> **PROBLEM**
Transcribe exactly everything in the data below from the line containing "castle wall in the photo above." down to the line containing "tree in the photo above.", both lines included and nothing further.

ENTRIES PROVIDED Block Start

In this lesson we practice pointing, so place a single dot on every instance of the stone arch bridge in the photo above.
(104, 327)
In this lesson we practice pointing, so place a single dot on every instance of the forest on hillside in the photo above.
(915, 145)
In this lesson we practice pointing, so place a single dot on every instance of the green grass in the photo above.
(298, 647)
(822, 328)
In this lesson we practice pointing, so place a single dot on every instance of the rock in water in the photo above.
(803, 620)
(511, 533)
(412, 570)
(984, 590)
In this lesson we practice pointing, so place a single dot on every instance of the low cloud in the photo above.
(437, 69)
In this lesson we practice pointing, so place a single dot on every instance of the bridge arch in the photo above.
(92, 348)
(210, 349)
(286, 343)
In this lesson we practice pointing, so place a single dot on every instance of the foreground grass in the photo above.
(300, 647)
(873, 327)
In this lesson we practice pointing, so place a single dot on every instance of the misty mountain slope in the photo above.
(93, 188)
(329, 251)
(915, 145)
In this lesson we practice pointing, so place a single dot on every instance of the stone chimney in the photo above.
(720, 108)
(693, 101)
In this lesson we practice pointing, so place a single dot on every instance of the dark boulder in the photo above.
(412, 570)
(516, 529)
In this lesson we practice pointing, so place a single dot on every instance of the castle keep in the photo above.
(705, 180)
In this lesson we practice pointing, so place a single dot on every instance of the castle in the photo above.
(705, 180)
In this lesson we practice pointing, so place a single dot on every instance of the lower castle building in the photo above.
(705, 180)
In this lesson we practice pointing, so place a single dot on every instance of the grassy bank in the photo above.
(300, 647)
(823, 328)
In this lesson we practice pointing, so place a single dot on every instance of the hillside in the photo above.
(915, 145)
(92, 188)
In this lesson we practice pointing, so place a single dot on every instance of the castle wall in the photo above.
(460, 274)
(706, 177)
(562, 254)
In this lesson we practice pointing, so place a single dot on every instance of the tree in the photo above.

ENTRIES PROVIDED Block End
ENTRIES PROVIDED Block Start

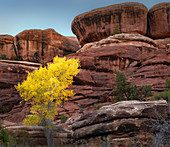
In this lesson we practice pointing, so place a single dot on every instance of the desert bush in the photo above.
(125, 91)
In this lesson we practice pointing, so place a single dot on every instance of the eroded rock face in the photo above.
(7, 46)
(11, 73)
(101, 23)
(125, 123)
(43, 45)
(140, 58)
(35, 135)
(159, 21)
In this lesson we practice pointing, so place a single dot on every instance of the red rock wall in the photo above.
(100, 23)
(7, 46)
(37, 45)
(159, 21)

ENTRIES PROVIDED Block End

> **REPLY TO THE EXERCISE**
In this lesson we practice pointing, so place a single dot on every instance of the castle wall in the photo above.
(460, 274)
(706, 177)
(562, 254)
In this lesson we practice pointing, so place a single dot on every instance of the tree in the photo above.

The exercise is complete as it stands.